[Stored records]
#####
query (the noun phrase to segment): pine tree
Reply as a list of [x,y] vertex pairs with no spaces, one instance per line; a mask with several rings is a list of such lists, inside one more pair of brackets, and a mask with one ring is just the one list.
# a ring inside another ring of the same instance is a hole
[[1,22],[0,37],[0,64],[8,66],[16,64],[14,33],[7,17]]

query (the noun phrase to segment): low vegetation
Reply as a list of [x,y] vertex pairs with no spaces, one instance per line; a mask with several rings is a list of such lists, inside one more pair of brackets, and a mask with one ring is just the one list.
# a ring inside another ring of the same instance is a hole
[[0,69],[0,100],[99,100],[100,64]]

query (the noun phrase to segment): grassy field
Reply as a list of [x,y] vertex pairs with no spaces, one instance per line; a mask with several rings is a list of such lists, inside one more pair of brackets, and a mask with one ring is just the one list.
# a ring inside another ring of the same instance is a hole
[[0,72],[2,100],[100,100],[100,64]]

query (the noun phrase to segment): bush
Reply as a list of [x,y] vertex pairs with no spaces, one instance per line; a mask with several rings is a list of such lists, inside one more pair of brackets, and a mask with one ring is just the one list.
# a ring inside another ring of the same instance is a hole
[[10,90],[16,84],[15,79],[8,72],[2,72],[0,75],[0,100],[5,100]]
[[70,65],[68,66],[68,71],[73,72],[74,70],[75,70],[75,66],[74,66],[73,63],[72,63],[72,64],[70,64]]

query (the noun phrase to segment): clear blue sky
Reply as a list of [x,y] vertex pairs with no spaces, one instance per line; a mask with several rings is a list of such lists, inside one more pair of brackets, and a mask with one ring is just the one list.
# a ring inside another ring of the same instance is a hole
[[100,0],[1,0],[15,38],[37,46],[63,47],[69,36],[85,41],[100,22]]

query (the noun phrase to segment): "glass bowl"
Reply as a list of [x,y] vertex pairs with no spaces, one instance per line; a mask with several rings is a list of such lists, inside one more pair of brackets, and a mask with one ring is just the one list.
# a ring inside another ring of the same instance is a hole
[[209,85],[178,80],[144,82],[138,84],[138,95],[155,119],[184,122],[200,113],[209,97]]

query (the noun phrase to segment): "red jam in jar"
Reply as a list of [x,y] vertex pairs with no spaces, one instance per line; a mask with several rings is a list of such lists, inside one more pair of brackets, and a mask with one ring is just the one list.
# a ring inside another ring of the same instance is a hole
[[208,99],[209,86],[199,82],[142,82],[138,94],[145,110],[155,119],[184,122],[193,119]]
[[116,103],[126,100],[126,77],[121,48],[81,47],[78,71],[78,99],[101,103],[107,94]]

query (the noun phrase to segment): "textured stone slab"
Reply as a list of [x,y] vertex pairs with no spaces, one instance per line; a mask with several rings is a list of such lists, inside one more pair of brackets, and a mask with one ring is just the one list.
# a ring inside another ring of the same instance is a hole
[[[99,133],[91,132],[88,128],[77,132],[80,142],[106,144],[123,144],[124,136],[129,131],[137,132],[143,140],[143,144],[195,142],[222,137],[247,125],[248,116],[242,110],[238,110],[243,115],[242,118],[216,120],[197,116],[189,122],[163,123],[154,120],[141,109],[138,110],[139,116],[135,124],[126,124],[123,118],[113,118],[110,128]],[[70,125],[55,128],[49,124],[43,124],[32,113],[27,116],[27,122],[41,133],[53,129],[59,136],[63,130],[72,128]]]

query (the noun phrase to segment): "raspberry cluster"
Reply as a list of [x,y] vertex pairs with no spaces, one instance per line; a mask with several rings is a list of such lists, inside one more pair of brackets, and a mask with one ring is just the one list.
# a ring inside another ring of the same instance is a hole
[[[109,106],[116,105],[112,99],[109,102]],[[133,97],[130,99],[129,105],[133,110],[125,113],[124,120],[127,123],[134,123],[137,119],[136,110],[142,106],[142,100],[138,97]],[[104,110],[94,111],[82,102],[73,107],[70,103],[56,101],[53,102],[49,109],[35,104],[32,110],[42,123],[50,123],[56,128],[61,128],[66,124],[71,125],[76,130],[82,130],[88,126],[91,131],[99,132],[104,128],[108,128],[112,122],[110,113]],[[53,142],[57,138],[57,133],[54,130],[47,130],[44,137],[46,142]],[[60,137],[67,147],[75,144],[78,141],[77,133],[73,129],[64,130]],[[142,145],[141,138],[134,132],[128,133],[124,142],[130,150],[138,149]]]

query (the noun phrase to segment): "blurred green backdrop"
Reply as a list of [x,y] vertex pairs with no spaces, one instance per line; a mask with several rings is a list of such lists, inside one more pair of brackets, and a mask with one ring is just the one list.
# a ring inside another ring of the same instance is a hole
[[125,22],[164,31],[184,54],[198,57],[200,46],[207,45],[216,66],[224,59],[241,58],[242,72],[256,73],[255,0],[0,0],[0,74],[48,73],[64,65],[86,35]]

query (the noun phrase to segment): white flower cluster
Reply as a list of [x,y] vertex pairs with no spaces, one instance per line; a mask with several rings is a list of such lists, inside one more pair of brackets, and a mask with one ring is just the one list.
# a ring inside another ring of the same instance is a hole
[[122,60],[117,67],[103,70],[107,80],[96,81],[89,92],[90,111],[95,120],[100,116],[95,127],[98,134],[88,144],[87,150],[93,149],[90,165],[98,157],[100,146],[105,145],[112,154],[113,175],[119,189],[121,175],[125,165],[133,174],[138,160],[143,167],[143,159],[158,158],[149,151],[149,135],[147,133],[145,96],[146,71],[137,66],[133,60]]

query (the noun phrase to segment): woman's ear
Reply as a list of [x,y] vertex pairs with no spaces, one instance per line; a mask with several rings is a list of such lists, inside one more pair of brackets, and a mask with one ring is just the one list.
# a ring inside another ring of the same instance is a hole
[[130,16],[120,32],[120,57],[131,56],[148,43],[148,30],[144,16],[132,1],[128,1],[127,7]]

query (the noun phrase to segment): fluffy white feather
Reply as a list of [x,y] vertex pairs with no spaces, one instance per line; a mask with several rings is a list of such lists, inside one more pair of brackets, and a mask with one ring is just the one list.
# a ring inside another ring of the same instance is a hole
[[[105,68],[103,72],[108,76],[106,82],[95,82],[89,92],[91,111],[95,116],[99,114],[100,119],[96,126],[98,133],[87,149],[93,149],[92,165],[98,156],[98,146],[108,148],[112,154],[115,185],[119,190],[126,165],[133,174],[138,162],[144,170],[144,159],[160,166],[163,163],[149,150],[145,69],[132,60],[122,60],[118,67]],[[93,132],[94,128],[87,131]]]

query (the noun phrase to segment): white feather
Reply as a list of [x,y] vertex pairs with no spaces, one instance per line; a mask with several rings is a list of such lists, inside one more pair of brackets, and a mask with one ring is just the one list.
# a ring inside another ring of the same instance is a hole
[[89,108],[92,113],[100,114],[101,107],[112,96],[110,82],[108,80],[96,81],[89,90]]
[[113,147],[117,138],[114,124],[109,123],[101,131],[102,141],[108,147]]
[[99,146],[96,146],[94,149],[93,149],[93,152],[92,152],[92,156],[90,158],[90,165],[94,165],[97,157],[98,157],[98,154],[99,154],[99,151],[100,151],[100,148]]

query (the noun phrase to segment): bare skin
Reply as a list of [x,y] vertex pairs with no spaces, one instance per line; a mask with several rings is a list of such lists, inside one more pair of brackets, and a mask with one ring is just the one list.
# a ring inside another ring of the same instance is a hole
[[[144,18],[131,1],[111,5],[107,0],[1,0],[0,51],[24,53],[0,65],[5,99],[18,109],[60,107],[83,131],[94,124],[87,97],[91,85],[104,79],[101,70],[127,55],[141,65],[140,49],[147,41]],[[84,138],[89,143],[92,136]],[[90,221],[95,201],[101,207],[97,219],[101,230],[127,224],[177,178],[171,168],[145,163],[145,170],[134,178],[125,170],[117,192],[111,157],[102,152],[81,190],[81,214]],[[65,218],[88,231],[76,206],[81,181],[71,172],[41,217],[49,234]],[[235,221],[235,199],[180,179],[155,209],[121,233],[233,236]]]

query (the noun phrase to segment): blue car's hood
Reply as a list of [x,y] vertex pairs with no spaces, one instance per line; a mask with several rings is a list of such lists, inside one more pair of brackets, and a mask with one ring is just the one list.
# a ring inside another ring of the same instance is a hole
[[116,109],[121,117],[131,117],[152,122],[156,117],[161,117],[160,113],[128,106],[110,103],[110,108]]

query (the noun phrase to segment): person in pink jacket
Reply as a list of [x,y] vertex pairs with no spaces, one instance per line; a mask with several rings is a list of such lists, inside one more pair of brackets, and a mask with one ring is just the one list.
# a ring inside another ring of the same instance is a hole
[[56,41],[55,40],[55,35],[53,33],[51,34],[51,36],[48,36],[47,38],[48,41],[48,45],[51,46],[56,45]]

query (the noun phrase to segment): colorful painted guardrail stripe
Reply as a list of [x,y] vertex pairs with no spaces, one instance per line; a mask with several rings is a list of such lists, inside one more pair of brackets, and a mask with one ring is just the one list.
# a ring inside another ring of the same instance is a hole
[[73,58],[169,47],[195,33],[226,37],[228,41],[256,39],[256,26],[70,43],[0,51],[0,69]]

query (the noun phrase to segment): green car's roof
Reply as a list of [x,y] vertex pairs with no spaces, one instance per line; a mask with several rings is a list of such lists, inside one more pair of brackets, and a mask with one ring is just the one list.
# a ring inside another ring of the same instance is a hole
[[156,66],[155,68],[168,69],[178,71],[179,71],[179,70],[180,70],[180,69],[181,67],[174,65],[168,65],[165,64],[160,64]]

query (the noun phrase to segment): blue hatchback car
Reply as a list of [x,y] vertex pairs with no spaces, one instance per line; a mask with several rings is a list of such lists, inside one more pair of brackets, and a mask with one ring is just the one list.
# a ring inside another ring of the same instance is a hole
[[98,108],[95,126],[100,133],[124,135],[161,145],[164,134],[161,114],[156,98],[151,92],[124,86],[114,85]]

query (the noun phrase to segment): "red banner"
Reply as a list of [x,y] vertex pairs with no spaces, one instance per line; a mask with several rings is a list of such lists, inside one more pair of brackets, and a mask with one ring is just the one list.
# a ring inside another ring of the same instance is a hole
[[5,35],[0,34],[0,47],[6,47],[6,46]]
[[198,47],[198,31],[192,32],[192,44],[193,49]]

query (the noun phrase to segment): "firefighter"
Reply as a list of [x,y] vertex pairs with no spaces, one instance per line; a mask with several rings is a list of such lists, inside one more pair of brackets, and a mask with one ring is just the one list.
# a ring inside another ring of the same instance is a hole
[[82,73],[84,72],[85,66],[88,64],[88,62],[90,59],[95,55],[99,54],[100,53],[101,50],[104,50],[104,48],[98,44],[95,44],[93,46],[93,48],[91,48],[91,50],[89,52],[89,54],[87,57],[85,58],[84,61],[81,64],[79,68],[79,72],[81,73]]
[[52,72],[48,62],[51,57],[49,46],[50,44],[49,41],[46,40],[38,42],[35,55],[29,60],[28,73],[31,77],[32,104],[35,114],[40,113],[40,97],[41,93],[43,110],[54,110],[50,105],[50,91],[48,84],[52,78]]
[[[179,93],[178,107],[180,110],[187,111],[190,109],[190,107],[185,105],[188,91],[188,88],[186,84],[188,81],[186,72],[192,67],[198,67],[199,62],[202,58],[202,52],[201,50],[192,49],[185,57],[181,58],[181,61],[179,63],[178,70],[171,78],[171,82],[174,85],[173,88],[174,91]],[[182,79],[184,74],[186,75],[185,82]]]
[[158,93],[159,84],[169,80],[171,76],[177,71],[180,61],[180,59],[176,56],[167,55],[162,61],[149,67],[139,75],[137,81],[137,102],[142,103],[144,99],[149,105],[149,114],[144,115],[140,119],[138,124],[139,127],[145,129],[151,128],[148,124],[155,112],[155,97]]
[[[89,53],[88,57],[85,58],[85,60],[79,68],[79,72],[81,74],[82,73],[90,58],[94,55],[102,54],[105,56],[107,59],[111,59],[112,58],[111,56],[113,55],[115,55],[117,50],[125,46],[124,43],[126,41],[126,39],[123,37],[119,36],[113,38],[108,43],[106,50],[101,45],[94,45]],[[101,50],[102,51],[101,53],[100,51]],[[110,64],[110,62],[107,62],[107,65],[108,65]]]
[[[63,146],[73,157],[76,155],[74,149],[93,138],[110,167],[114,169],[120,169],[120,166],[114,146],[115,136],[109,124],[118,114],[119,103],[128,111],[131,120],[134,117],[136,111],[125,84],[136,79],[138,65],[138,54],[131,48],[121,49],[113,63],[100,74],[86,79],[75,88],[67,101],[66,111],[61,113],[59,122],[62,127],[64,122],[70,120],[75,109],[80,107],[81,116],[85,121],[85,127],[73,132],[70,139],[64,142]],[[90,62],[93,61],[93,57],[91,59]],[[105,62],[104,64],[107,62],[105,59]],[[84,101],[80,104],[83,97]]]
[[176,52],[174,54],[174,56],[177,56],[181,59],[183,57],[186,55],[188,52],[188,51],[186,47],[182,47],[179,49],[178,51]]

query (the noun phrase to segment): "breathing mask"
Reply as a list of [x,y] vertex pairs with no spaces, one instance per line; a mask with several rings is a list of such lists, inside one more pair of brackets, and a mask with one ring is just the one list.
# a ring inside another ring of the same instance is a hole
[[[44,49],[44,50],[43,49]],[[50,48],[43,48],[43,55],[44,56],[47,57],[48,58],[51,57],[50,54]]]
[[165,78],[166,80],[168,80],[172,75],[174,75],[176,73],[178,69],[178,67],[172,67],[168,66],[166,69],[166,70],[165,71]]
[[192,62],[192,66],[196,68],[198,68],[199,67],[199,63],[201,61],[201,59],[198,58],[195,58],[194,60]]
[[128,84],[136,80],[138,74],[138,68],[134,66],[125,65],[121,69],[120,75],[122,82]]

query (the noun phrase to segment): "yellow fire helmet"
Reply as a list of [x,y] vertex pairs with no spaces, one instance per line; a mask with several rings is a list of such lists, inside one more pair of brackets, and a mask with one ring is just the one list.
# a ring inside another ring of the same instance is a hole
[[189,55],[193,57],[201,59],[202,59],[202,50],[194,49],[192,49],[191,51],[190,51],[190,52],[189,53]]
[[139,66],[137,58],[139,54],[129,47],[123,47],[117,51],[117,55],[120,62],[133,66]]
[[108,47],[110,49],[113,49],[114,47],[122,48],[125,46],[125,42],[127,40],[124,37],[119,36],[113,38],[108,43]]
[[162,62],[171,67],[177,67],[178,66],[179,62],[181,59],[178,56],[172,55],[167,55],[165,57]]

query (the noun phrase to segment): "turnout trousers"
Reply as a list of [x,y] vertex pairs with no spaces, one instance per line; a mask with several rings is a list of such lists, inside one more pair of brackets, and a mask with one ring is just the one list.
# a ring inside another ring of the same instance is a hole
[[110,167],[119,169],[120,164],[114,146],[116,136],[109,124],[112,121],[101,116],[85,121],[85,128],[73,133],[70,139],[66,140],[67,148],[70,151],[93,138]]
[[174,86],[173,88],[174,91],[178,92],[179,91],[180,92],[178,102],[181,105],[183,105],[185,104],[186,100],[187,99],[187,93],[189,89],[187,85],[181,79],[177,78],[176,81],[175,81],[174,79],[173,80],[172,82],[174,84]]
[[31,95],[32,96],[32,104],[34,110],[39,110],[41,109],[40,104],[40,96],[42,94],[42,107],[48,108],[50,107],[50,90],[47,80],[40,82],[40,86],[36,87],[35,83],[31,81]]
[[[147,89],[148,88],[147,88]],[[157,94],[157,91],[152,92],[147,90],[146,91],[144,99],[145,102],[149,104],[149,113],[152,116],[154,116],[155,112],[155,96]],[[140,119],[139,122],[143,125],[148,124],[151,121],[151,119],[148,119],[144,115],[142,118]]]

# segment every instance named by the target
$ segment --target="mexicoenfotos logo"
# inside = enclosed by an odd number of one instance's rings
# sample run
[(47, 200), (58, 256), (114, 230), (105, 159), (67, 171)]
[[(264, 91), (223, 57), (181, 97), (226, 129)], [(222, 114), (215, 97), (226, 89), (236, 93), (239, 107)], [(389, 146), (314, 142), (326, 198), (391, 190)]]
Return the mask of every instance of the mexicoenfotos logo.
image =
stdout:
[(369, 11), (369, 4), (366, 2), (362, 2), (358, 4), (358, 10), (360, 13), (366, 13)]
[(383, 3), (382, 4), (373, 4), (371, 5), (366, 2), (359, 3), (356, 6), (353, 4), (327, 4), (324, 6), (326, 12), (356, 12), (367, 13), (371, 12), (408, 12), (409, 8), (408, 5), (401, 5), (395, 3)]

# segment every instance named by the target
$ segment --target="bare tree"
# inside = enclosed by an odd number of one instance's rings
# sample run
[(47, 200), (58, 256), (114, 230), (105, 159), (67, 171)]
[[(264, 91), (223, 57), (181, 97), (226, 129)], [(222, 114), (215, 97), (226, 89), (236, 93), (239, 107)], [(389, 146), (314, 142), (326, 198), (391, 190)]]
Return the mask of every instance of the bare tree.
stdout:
#####
TASK INSTRUCTIONS: Lay out the items from the start of the stored records through the line containing "[[0,69],[0,100],[99,100],[100,64]]" as a two-column CSV with the columns item_text and answer. Give one row per item, with its text and its answer each in a single quoted field and line breaks replaced by spaces.

ANSWER TO THE PROBLEM:
item_text,answer
"query (the noun phrase to segment): pine tree Reply as a list of [x,y] vertex pairs with no spaces, one instance per line; a mask with several rings is a list of such lists, inside one more pair of brackets, and a mask with one ring is just the one list. # a ring inside another ring of the same instance is a hole","[[1,22],[0,37],[0,64],[8,66],[16,64],[14,33],[7,17]]"
"query (the noun phrase to segment): low vegetation Reply as a list of [x,y] vertex pairs with no spaces, one instance per line; a mask with several rings is a list of such lists, inside one more pair of brackets, and a mask with one ring is just the one list. # a ring inside another ring of the same instance is a hole","[[0,69],[0,100],[99,100],[100,64]]"